▶ [Exercise]:
Find each line of the entries with the string "Target", please, and copy it.

▶ [Available data]:
════════════════
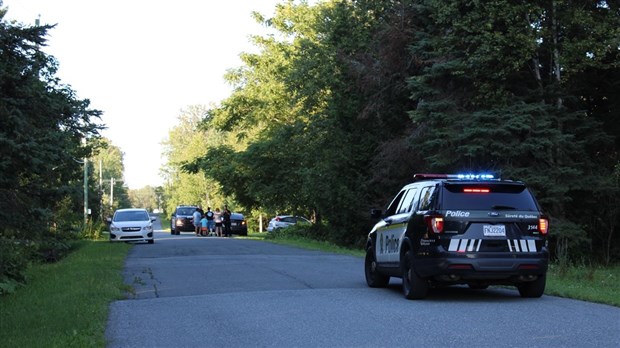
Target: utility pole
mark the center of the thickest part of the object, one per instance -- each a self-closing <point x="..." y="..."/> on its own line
<point x="85" y="187"/>
<point x="100" y="188"/>
<point x="111" y="192"/>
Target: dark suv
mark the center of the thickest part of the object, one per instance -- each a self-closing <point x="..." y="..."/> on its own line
<point x="459" y="229"/>
<point x="182" y="220"/>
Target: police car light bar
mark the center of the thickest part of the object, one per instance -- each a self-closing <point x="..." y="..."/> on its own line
<point x="453" y="176"/>
<point x="475" y="176"/>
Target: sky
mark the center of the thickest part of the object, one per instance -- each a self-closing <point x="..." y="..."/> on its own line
<point x="141" y="62"/>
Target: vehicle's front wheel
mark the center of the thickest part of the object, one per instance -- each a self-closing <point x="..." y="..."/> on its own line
<point x="533" y="289"/>
<point x="374" y="279"/>
<point x="414" y="287"/>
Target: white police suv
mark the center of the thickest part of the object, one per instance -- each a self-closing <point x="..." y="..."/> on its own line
<point x="459" y="229"/>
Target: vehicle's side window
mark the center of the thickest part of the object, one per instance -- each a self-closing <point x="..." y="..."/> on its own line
<point x="416" y="200"/>
<point x="425" y="197"/>
<point x="391" y="210"/>
<point x="405" y="204"/>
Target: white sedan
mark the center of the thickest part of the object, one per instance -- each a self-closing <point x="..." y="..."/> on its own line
════════════════
▶ [Result for this task]:
Target: utility pole
Target: dark suv
Target: police car light bar
Target: sky
Target: vehicle's front wheel
Target: white police suv
Target: vehicle's side window
Target: white sedan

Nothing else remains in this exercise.